▶ _Problem statement_
Reproduce the listing below in full, requests included, scaling every x and y coordinate in the answers by 0.45 and rounding each result to a whole number, with halves rounded up. Leave the numbers in the requests and in their format samples as they are.

▶ _Records shown_
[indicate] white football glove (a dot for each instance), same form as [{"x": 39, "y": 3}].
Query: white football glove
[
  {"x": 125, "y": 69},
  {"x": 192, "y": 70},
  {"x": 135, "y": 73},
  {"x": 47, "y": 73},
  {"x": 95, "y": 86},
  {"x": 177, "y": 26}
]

▶ _The answer_
[indicate] white football glove (a dot for each instance), same form as [{"x": 39, "y": 3}].
Query: white football glove
[
  {"x": 56, "y": 31},
  {"x": 86, "y": 32},
  {"x": 61, "y": 33},
  {"x": 21, "y": 33},
  {"x": 43, "y": 39},
  {"x": 80, "y": 12}
]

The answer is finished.